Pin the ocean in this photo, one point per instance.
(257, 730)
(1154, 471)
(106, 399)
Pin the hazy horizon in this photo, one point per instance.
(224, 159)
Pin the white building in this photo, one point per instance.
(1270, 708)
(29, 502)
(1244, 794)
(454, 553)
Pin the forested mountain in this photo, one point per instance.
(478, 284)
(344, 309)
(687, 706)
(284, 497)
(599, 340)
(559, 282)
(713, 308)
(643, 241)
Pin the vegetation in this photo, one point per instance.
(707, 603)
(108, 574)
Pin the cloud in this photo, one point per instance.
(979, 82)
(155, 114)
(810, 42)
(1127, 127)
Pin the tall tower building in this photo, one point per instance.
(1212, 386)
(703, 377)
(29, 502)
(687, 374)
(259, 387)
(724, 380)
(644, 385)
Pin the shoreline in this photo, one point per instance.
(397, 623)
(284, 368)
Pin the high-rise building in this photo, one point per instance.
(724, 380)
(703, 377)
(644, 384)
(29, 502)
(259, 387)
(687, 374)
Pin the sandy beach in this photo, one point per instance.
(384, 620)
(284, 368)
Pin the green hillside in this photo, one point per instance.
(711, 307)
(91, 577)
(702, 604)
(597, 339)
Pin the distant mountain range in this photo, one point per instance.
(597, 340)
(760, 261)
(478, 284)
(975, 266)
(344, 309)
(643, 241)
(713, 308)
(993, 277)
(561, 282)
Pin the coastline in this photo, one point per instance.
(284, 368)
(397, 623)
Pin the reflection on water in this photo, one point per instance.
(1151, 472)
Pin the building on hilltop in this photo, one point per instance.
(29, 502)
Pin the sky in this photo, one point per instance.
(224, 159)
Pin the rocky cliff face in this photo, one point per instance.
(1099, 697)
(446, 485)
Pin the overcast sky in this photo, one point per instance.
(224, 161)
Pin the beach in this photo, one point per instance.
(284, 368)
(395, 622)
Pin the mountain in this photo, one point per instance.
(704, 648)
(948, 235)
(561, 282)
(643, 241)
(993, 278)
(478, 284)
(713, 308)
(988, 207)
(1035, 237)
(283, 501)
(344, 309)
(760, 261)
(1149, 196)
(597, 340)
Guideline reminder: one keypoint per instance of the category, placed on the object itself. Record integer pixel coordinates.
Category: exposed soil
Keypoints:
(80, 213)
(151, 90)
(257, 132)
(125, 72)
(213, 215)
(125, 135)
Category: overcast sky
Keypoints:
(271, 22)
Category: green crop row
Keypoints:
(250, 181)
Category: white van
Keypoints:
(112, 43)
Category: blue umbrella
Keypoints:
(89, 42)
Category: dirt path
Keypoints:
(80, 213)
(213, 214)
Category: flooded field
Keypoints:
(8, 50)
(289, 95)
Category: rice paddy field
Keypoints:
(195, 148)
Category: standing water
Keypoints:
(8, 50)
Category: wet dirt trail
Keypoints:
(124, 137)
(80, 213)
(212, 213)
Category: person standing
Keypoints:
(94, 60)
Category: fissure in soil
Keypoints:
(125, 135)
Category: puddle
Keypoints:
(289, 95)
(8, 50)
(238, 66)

--

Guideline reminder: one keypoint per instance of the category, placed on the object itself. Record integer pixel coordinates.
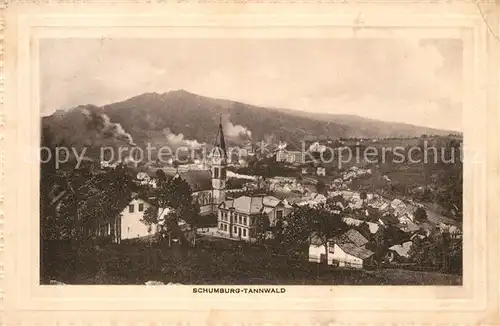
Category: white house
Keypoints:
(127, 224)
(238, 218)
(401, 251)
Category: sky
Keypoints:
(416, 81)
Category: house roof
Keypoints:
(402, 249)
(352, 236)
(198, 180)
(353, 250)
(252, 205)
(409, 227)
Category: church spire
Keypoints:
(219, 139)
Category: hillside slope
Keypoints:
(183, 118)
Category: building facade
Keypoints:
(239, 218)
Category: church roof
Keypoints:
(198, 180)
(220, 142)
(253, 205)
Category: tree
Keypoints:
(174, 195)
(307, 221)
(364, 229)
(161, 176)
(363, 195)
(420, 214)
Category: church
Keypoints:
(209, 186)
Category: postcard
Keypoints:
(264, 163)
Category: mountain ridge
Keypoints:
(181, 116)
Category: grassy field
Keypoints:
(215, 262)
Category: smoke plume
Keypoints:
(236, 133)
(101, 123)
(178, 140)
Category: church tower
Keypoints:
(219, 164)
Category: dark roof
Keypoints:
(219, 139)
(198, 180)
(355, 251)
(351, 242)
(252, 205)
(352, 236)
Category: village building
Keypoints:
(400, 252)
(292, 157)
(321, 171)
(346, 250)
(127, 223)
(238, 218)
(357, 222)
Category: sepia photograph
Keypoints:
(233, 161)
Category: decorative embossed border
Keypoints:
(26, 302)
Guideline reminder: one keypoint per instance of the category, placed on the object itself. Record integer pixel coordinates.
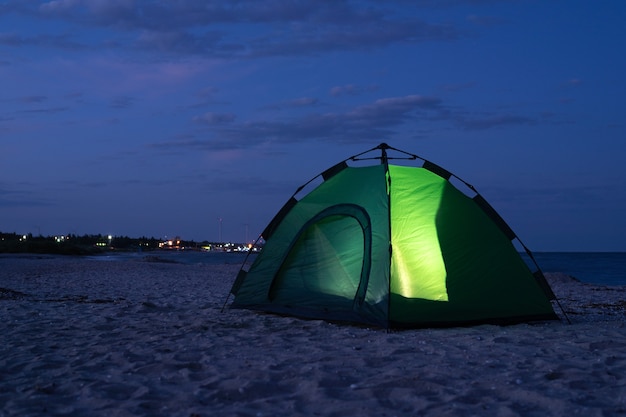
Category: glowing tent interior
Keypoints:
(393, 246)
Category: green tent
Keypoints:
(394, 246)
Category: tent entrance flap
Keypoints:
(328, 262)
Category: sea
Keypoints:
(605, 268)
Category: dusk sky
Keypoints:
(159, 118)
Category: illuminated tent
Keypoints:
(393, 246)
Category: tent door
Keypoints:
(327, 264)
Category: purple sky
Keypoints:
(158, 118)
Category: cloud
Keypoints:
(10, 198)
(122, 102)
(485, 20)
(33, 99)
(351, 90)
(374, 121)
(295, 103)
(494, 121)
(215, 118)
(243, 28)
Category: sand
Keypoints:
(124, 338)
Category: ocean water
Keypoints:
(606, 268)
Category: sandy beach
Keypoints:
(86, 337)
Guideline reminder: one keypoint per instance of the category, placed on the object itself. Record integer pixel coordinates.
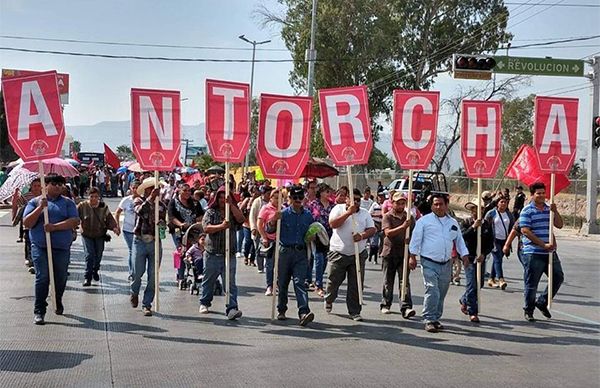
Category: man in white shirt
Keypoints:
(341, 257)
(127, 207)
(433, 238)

--

## Requirement:
Everything above from the line containing "Category: church roof" through the line containing "Category: smoke plume" must be copied exactly. Nothing outside that range belongs in the answer.

## Task result:
Category: church roof
Keypoints:
(198, 180)
(220, 142)
(253, 205)
Category: tree
Keypoints:
(174, 195)
(307, 221)
(364, 229)
(161, 176)
(363, 195)
(420, 214)
Category: church
Keypoints:
(209, 186)
Category: postcard
Keypoints:
(264, 163)
Category: mountain ridge
Keypoints:
(181, 116)
Category: grassy field
Keypoints:
(215, 262)
Category: smoke plume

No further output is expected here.